[[ QUOTED PASSAGE, beginning ]]

Thats what I meant....You could sell your 2080 ti and get 2 2070 supers in sli ? :cool::D

No, I’ll wait and see what the 3000 series are like next year and then maybe pick up another 2080Ti instead when they’re EOL.

Never dabbled with NVlink or SLI before but I gather it’s not anywhere near as bad as some make out.
 
Decent steps up from Nvidia - especially the gains on the 2070 with no increase in price. It is still not in my price bracket but that should make the 2070 pretty close to a 4k capable GPU.

I think with the size of silicon on Navi they should have very strong profitability at the list price and I think they are going to have to seriously review pricing within 6 weeks of launch. We often see them do that so it wouldn't be a surprise. Also I do wonder if they are holding the 5800 & 5900 back just to see what Nvidia would do to combat low end Navi.

[[ QUOTED PASSAGE, end ]]

PROMPT A
From the GPU discussion, reproduce the text between "Thats what I" and "4k capable GPU.", inclusive.
PROMPT B
Summarize the GPU discussion in two sentences.

[[ DATA RECORDS, beginning ]]

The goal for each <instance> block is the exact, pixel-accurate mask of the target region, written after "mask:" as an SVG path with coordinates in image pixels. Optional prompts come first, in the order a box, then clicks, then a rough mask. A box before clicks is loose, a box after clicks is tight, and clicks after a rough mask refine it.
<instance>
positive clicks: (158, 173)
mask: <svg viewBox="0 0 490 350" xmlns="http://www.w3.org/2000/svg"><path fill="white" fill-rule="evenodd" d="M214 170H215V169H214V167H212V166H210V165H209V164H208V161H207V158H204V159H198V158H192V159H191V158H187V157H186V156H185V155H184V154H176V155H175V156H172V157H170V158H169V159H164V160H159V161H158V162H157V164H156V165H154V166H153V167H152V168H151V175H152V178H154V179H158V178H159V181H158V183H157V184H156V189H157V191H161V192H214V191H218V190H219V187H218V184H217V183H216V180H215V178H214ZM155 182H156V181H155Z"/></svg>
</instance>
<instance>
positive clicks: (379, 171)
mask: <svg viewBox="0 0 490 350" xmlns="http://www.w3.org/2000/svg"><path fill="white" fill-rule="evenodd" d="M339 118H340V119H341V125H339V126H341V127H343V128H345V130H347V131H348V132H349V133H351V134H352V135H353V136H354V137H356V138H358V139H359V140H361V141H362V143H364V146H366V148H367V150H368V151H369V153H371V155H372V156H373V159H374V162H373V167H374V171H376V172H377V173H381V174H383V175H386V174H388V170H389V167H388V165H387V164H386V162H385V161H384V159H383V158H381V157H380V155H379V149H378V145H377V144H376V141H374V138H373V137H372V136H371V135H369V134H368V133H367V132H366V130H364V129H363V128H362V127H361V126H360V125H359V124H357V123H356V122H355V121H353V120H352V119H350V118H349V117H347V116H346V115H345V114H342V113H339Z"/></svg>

[[ DATA RECORDS, end ]]

EXERCISE RESULT A
Thats what I meant....You could sell your 2080 ti and get 2 2070 supers in sli ? :cool::D

No, I’ll wait and see what the 3000 series are like next year and then maybe pick up another 2080Ti instead when they’re EOL.

Never dabbled with NVlink or SLI before but I gather it’s not anywhere near as bad as some make out.
 
Decent steps up from Nvidia - especially the gains on the 2070 with no increase in price. It is still not in my price bracket but that should make the 2070 pretty close to a 4k capable GPU.

EXERCISE RESULT B
One poster plans to wait for next year's 3000 series and maybe buy a second 2080Ti once they reach end of life, having gathered that NVLink or SLI is not as bad as some claim. Another post calls Nvidia's new cards decent steps up, especially the 2070 with no price increase, and expects Navi pricing to be seriously reviewed within six weeks of launch.